American activist and political organizer (born 1991)

Elizabeth "Zee" Cohen-Sanchez ( Cohen; born 1991) is an American activist and political campaigner and founder of Sole Strategies, an organization focused on leading field campaigns for “underdog candidates”.

== Early life ==
Cohen-Sanchez was born in 1991 in Los Angeles to Jewish atheist parents. She and her family moved to Australia in the aftermath of the 1992 Los Angeles riots, where she would spend the "early years" of her life.

== Career ==
Cohen-Sanchez's interest in politics began when she was an undergraduate at Wagner College after witnessing the impact of Occupy Wall Street movement which exposed pressing issues facing America. Convinced that grassroots mobilization has the potential to influence good policies that create a better America, Sanchez decided to join "forward-thinking" candidates’ political campaigns.

Cohen-Sanchez left her graduate school to join Bernie Sanders’ 2016 presidential campaign. In 2018, she joined Democrat Alexandria Ocasio-Cortez (AOC) where she played a role heading a segment of AOC’s campaign for New York's 14th congressional district.

In 2020, Cohen-Sanchez established Sole Strategies, focused on grassroots engagement and mobilization for Democratic candidates.

Cohen-Sanchez founded the Unfuck America Tour and National Ground Game in November 2024.

The Unfuck America Tour was originally conceived to follow Turning Point USA's college tour and offer progressive alternatives, specifically regarding the youth vote. After Charlie Kirk’s assassination, Cohen-Sanchez considered canceling the events but chose to proceed, stating that the tour would “provide a forum to defend free speech and condemn political violence”.

- _Written exercise A_: Print the passage from the activist biography starting at "American activist and political organizer" and ending at "candidates’ political campaigns.".
The biography and the records come from unrelated sources.

- _Point annotation data_:
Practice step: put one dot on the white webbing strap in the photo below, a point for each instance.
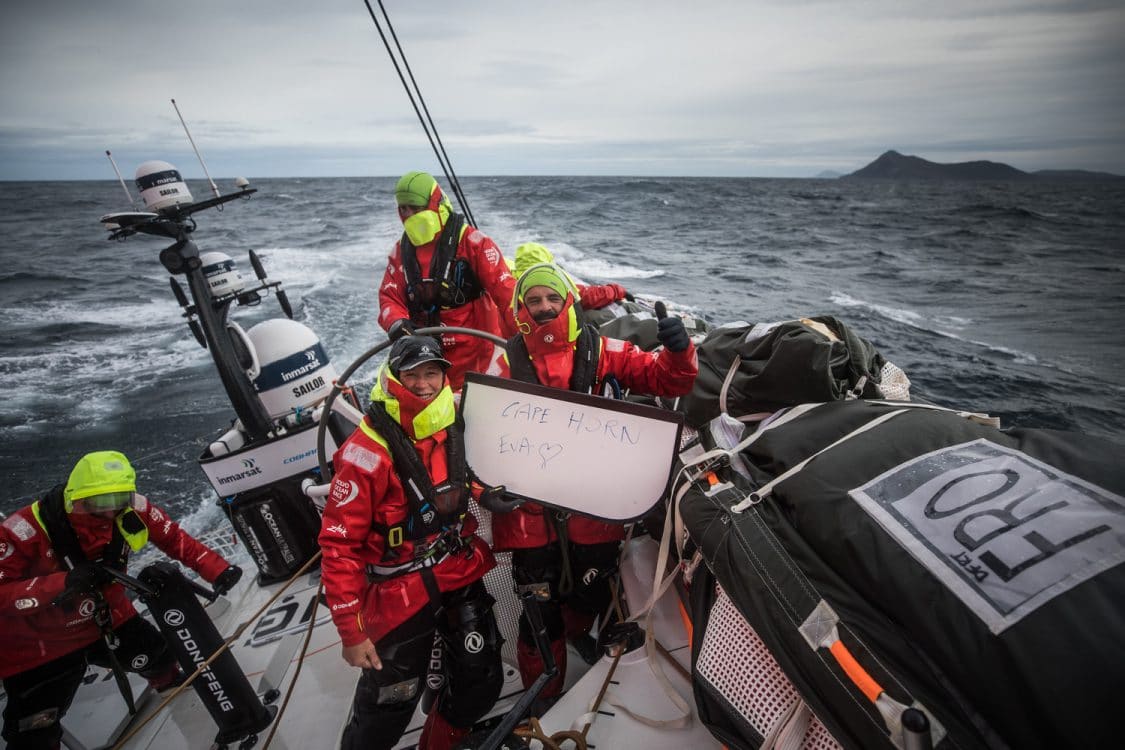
(789, 731)
(684, 719)
(765, 490)
(757, 416)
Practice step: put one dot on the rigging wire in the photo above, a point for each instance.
(412, 91)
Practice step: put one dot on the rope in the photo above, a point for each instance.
(428, 125)
(296, 674)
(226, 644)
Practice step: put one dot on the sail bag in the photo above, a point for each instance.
(891, 556)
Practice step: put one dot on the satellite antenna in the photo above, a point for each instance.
(192, 142)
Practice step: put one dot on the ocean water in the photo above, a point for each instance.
(1006, 298)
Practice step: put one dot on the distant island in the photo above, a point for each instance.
(893, 165)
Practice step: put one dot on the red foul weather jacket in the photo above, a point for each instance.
(36, 631)
(597, 296)
(657, 373)
(491, 312)
(367, 498)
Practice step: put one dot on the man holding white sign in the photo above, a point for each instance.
(574, 556)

- _Written exercise B_: Scale the records starting at the line containing "Practice step: put one dot on the sail" and ending at the last line of the records. Repeat every one of those lines, requests included, with each point coordinate multiplied by 1.45 and rounded to a whole number (halves round up), and return only those lines.

- _Correct result A_:
American activist and political organizer (born 1991)

Elizabeth "Zee" Cohen-Sanchez ( Cohen; born 1991) is an American activist and political campaigner and founder of Sole Strategies, an organization focused on leading field campaigns for “underdog candidates”.

== Early life ==
Cohen-Sanchez was born in 1991 in Los Angeles to Jewish atheist parents. She and her family moved to Australia in the aftermath of the 1992 Los Angeles riots, where she would spend the "early years" of her life.

== Career ==
Cohen-Sanchez's interest in politics began when she was an undergraduate at Wagner College after witnessing the impact of Occupy Wall Street movement which exposed pressing issues facing America. Convinced that grassroots mobilization has the potential to influence good policies that create a better America, Sanchez decided to join "forward-thinking" candidates’ political campaigns.

- _Correct result B_:
Practice step: put one dot on the sail bag in the photo above, a point for each instance.
(1292, 806)
Practice step: put one dot on the satellite antenna in the photo above, a point for each instance.
(278, 206)
Practice step: put one dot on the ocean water in the photo above, a point for each instance.
(1459, 432)
Practice step: put one dot on the distant island in the photo above, a point for each instance.
(1295, 239)
Practice step: put one dot on the red foul weather jacket in the photo above, a point for each instance.
(52, 915)
(866, 429)
(953, 541)
(712, 452)
(532, 722)
Practice step: put one dot on the man holding white sign in the photo above, a point for each instance.
(832, 806)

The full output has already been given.